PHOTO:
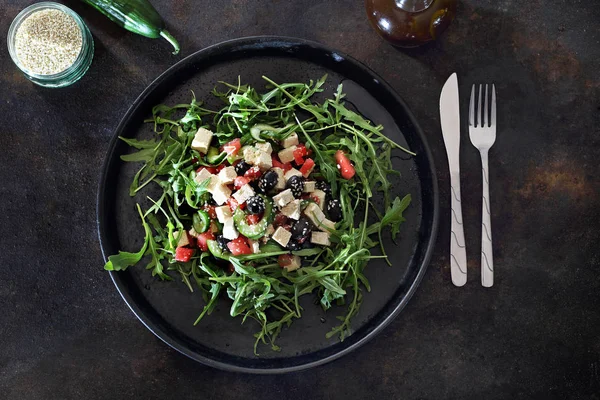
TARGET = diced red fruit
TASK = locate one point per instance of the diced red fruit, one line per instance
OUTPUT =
(240, 181)
(233, 147)
(307, 167)
(344, 165)
(234, 205)
(203, 238)
(212, 170)
(239, 246)
(278, 164)
(183, 254)
(253, 219)
(210, 210)
(284, 260)
(253, 173)
(279, 220)
(299, 154)
(220, 167)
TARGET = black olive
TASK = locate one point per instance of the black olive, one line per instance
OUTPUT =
(296, 184)
(222, 242)
(324, 186)
(268, 181)
(294, 245)
(334, 210)
(242, 167)
(255, 205)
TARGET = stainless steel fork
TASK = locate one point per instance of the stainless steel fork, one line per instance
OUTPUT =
(483, 136)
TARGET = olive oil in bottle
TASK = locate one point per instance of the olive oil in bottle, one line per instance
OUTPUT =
(410, 23)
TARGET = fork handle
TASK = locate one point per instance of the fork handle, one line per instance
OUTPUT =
(487, 255)
(458, 251)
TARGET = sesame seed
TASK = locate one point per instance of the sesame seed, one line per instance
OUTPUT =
(48, 42)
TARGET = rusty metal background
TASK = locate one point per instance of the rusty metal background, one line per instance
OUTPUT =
(534, 335)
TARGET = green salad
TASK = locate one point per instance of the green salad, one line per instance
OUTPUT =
(265, 200)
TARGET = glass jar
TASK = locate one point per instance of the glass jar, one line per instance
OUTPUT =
(74, 72)
(410, 23)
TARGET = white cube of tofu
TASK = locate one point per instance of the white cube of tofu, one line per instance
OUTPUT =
(320, 195)
(202, 176)
(291, 140)
(315, 214)
(264, 147)
(242, 195)
(223, 213)
(310, 186)
(282, 236)
(287, 155)
(219, 191)
(280, 178)
(183, 239)
(292, 210)
(227, 175)
(283, 198)
(320, 238)
(254, 245)
(292, 172)
(263, 161)
(268, 233)
(229, 231)
(250, 154)
(295, 263)
(202, 140)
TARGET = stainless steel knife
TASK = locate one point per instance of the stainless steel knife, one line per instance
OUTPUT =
(450, 118)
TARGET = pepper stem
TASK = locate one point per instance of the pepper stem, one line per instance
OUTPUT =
(171, 40)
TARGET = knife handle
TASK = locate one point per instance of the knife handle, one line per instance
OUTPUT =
(458, 251)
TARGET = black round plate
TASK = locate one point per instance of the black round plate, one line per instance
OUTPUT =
(169, 309)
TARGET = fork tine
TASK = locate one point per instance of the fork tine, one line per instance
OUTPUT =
(485, 109)
(472, 107)
(479, 107)
(493, 105)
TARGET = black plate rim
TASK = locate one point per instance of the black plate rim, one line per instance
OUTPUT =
(164, 336)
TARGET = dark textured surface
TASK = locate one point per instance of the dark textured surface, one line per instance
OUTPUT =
(66, 334)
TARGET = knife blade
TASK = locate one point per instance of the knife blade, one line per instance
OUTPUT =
(450, 121)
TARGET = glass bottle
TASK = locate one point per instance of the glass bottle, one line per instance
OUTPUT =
(410, 23)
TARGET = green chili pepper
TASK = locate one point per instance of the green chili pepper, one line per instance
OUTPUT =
(137, 16)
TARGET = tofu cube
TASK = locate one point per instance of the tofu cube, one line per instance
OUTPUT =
(282, 236)
(263, 160)
(291, 140)
(242, 195)
(249, 154)
(227, 175)
(280, 178)
(292, 172)
(254, 245)
(223, 213)
(310, 186)
(320, 238)
(320, 196)
(202, 140)
(183, 239)
(315, 214)
(202, 176)
(283, 198)
(292, 210)
(295, 263)
(219, 192)
(268, 233)
(287, 155)
(264, 147)
(229, 231)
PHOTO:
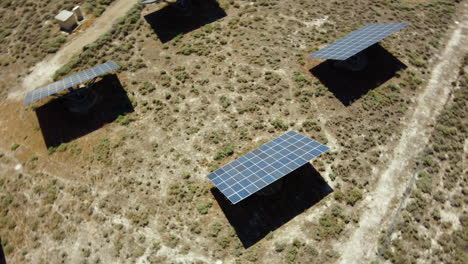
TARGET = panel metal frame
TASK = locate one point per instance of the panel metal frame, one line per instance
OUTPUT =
(265, 165)
(357, 41)
(70, 81)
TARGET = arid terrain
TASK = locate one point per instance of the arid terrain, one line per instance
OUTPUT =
(127, 182)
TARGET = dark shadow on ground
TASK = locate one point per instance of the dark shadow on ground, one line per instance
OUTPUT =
(256, 216)
(167, 22)
(59, 125)
(349, 86)
(2, 255)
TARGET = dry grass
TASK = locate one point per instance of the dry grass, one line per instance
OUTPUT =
(139, 190)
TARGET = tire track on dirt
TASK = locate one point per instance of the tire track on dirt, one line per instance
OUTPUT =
(362, 244)
(44, 70)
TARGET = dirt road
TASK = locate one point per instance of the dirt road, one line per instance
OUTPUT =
(44, 71)
(362, 245)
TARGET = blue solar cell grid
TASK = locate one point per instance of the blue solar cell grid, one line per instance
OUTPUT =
(357, 41)
(265, 165)
(70, 81)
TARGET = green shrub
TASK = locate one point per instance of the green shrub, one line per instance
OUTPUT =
(353, 196)
(203, 208)
(14, 146)
(228, 150)
(279, 125)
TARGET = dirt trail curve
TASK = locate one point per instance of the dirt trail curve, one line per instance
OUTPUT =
(362, 244)
(44, 70)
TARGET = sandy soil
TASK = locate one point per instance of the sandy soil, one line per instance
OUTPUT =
(362, 245)
(44, 71)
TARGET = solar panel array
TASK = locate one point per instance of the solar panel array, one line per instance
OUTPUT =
(70, 81)
(357, 41)
(150, 1)
(265, 165)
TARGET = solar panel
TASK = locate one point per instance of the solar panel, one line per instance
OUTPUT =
(265, 165)
(357, 41)
(70, 81)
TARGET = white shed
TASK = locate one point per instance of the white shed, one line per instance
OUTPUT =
(66, 20)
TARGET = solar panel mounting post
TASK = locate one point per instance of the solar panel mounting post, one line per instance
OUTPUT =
(265, 165)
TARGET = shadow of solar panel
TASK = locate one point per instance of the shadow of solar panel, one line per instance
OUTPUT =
(348, 86)
(167, 22)
(58, 125)
(257, 216)
(70, 81)
(357, 41)
(265, 165)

• _The task_:
Looking over the records, find each line with the word "steel" and copy it.

• _Task answer_:
TARGET = stainless steel fork
TASK = locate one point per instance of the stainless steel fork, one line per instance
TARGET = stainless steel knife
TASK = locate one point per instance of the stainless steel knife, one line per instance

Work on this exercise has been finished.